▶ **DATA**
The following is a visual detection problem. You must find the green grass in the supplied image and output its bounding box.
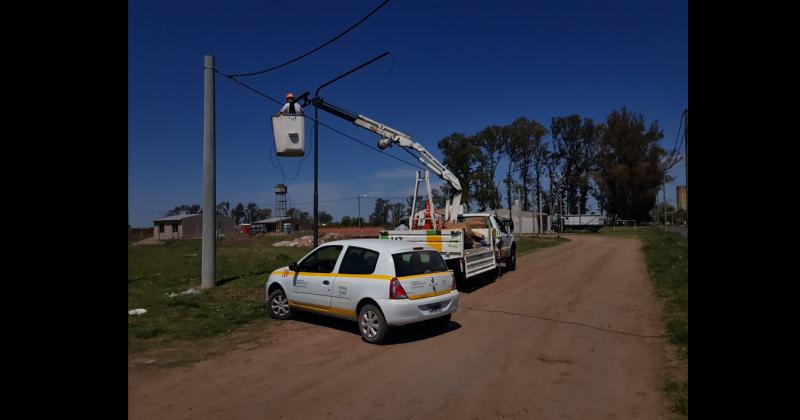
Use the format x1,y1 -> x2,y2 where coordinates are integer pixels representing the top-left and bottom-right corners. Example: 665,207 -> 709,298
128,237 -> 309,353
517,236 -> 569,255
601,227 -> 689,416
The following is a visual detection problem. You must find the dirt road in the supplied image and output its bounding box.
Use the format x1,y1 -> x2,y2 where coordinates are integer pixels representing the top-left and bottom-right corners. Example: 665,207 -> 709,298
128,235 -> 670,419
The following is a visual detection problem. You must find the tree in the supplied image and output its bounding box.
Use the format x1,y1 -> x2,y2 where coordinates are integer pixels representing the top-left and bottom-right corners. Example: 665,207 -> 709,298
550,115 -> 603,214
471,125 -> 510,211
434,133 -> 480,212
319,211 -> 333,225
506,117 -> 547,210
593,108 -> 666,221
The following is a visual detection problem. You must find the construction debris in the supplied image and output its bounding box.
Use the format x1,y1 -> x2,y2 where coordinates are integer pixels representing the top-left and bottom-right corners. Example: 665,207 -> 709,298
167,287 -> 200,297
272,232 -> 342,248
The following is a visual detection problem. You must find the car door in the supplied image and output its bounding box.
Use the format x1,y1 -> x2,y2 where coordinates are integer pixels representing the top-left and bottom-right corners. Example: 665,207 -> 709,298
289,245 -> 343,310
331,245 -> 382,317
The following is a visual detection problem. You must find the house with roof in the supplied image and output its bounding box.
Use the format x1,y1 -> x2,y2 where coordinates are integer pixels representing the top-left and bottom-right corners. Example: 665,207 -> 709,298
153,214 -> 236,241
252,217 -> 311,233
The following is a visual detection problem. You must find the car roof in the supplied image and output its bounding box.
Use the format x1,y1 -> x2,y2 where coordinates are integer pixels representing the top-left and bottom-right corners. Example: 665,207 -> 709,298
322,239 -> 434,253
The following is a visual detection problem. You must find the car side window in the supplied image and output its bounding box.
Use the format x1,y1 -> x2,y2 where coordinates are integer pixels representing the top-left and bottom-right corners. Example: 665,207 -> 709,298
339,246 -> 378,274
297,245 -> 343,273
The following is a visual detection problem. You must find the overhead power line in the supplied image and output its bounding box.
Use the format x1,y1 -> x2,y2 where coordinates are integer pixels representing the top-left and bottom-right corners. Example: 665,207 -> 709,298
215,70 -> 422,171
231,0 -> 389,77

▶ **EXERCISE DETAILS**
Pick out every line of the entries that contains the word "supplied", and copy each one. Case counts.

▶ **WRITTEN ANSWER**
The following is a visual detection problem. You must find the green grass in the supplied image and output its bounding box.
The following is a visual detection problem. You must find the dirt road in the supplied image and output its bounding box.
The following is a visual detection problem. You must find the tree in the supplied image and output its bounding box.
The following is a visual detection problem. You must find the construction debris in the supplied image and output its bounding box.
The following is a visual detection problem. You must find the car door in the supplied image and output its bounding box.
The following is a visual detection problem. You must find the house with roof in the supplied image and output its bounding box.
The following is a visual detection problem. You must find the car roof in the supplied image and output its bounding box.
The following is a visual detection problem. You must find the car side window in the supplied image and output its bounding box.
The following is a visual detection problem. You must find the overhead power line in the supplied image and output its bounding box.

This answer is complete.